[Items listed in a dataset]
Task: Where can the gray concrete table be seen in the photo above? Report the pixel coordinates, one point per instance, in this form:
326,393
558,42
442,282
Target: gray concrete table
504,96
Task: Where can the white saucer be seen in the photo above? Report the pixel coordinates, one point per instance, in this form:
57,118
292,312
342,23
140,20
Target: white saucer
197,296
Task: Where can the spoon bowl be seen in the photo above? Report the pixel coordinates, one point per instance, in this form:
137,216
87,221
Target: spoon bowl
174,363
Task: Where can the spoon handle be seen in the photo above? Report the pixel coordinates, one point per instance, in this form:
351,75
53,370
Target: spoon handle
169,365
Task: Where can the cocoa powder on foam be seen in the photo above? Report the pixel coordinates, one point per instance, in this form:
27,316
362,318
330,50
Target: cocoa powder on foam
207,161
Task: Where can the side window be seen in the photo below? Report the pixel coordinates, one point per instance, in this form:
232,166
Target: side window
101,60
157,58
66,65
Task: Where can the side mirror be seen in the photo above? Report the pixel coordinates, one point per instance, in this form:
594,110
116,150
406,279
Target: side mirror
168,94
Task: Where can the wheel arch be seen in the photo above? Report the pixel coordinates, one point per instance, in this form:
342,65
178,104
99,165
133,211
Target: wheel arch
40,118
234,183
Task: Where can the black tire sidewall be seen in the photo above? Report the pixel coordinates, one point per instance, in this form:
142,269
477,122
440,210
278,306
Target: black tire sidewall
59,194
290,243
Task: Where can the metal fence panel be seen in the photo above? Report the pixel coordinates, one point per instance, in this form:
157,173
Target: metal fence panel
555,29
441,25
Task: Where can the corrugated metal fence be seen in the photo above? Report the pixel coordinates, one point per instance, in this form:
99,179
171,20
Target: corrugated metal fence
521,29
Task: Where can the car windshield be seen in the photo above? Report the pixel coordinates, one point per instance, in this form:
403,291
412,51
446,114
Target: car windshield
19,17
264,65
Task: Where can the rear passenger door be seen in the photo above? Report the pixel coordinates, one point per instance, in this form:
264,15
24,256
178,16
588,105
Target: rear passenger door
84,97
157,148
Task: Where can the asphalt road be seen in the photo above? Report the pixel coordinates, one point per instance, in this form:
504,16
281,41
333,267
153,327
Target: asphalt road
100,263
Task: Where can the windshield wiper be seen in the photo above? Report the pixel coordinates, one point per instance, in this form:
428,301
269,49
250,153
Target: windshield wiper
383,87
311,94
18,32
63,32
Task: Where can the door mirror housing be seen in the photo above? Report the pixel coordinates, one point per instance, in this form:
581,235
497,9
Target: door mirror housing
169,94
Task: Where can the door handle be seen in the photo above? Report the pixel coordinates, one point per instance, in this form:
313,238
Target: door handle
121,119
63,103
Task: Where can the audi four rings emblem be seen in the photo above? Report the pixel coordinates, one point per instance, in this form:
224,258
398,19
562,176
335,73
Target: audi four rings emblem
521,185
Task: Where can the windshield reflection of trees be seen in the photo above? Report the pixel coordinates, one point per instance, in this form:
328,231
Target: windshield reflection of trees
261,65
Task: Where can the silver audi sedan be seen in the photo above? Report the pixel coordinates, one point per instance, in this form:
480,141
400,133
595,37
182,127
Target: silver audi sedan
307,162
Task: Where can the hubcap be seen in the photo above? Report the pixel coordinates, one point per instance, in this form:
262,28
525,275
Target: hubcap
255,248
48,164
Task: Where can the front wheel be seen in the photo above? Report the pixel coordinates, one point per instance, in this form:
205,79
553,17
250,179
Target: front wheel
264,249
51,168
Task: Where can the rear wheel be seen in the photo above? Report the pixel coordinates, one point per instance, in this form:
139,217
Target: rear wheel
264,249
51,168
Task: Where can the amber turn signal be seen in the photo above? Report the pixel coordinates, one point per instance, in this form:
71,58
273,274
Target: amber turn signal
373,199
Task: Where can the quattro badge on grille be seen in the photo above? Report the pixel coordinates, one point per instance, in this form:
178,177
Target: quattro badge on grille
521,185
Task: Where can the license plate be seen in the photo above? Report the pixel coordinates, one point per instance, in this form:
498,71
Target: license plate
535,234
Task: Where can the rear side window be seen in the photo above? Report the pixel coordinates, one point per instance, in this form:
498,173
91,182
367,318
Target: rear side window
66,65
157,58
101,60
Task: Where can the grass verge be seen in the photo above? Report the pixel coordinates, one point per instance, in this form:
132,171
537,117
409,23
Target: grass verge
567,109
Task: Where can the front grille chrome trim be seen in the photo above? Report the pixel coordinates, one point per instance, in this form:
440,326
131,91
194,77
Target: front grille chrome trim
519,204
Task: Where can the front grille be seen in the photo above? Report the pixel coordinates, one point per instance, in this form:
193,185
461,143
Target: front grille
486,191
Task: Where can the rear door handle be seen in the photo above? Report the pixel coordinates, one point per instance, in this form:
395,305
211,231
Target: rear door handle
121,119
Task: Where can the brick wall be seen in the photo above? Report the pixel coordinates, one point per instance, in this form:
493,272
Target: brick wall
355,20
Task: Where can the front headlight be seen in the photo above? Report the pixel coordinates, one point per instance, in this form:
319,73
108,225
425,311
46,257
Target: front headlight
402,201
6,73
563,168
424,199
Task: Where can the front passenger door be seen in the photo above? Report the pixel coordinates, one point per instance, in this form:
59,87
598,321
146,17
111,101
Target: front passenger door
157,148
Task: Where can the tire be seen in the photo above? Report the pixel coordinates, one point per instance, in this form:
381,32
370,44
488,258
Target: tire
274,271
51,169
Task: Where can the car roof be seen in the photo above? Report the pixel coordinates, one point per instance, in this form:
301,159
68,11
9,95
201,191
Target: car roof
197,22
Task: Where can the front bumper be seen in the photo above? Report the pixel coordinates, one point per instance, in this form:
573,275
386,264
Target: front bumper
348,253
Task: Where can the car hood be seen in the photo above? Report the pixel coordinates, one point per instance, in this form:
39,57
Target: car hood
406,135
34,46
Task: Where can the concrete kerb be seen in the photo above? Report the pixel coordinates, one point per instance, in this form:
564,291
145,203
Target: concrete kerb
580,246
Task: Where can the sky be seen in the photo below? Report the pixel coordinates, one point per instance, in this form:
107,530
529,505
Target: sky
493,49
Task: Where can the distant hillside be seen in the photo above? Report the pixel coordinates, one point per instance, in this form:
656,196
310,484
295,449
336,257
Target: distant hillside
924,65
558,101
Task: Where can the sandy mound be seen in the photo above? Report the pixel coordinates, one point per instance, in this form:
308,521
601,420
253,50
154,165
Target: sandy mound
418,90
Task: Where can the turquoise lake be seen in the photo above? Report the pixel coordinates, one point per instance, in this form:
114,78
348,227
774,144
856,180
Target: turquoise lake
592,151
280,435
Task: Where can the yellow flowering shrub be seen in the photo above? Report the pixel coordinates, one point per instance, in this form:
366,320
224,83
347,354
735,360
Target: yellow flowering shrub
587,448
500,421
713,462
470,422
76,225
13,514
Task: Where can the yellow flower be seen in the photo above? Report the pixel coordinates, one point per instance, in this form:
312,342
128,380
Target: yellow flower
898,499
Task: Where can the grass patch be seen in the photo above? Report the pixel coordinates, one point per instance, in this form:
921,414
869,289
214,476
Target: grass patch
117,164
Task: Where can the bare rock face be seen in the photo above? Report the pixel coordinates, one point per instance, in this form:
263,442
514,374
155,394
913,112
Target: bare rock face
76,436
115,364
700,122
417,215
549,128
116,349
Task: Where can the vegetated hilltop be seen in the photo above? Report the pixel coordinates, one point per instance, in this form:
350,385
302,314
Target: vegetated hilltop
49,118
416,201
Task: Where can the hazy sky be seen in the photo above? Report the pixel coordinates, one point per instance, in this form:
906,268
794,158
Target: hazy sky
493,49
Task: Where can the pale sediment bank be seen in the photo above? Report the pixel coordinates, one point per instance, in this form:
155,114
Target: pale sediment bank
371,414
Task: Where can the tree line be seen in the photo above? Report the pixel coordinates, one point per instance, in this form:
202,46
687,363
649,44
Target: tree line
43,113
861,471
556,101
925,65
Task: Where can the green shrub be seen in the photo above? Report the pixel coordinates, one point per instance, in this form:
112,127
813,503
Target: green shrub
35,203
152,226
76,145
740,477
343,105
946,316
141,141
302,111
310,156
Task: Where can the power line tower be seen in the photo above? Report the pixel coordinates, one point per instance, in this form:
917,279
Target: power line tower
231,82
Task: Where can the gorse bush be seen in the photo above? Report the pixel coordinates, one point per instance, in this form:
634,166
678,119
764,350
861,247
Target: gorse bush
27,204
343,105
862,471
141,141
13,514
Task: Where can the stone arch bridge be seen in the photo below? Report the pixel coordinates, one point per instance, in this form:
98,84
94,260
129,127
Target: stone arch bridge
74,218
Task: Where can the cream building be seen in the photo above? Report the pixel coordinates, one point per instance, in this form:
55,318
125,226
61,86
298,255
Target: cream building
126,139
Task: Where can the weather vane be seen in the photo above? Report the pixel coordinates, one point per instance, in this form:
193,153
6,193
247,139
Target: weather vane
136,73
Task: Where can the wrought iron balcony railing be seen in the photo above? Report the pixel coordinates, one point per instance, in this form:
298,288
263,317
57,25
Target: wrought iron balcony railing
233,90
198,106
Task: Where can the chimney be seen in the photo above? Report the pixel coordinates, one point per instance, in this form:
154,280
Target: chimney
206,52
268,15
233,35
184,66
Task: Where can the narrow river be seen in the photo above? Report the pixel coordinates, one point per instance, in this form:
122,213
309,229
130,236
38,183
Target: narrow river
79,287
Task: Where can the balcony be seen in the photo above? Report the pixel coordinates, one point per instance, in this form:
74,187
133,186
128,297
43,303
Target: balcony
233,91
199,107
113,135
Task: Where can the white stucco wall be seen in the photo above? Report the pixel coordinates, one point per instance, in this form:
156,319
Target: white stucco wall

#### INSTRUCTIONS TO FOLLOW
Copy out the lines from the line containing "Task: Where can the narrow" to the end of the listing above, without alteration.

#### SOLUTION BELOW
Task: Where can the narrow river be seen in the photo above? Report the pixel coordinates, one point per instance, in this form:
122,213
309,229
130,236
38,183
Target: narrow river
79,287
Task: Where can the balcony be seen in the photo above? Report the pixel coordinates, one point per instance, in this form:
74,187
133,186
128,297
43,303
Target: balcony
233,91
199,107
113,135
Task: Where can the white stucco wall be seen in the photo above? Report the pixel coordinates, one point per instance, in this form:
156,319
Target: white stucco wall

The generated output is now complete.